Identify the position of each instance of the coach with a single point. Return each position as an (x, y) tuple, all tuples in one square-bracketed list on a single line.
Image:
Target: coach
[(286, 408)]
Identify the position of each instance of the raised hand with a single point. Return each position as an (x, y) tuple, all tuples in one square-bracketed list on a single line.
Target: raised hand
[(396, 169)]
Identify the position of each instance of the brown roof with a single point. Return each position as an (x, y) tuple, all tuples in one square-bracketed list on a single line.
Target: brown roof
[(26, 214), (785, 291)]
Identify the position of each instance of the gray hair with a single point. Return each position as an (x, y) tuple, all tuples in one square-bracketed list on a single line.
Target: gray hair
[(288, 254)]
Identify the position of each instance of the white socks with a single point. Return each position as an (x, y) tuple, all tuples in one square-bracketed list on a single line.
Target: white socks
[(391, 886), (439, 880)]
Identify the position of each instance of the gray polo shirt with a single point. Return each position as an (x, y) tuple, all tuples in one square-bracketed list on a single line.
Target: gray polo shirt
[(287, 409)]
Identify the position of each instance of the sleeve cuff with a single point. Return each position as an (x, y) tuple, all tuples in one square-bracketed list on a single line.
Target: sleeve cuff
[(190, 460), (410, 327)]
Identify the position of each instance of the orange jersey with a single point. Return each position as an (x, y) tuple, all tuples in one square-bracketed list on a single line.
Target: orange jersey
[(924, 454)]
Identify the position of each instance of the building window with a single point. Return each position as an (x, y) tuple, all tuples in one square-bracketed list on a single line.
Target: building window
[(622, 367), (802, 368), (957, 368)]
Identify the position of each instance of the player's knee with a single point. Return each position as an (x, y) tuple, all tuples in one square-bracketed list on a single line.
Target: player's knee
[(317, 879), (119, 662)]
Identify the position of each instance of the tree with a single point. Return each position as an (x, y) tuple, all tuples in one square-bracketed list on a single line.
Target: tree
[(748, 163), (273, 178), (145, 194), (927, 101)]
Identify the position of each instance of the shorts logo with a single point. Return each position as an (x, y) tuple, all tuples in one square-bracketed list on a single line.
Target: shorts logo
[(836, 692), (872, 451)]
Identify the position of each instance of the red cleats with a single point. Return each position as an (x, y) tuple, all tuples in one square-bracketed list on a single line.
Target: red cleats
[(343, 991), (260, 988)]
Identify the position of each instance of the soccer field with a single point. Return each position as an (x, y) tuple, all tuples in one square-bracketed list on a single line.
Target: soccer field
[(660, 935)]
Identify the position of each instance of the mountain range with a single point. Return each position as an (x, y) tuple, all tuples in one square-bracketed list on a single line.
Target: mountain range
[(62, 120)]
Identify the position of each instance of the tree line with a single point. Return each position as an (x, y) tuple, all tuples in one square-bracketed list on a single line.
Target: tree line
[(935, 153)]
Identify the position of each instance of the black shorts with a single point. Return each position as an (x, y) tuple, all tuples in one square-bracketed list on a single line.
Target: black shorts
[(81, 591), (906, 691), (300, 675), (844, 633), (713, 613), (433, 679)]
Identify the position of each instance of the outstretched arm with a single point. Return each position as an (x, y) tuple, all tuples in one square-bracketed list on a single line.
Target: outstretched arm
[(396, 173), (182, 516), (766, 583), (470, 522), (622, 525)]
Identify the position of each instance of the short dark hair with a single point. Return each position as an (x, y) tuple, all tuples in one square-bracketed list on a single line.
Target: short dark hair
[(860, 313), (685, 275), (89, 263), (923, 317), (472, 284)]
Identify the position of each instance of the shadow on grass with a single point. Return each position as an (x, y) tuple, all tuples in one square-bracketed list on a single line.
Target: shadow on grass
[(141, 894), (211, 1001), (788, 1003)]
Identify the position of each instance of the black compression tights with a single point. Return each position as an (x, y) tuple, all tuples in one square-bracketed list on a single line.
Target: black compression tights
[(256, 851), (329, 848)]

____________

Try it — Transcribe exactly the line containing "Identify the position of each instance of the black compression" along with all later lines of the material, through its last line. Add nothing.

Answer below —
Identify the position of each instance of the black compression tights with a single point. Return each position as an (x, y) tuple, all tuples in one square-bracketed list on a single line.
Target: black compression tights
[(256, 851), (329, 848)]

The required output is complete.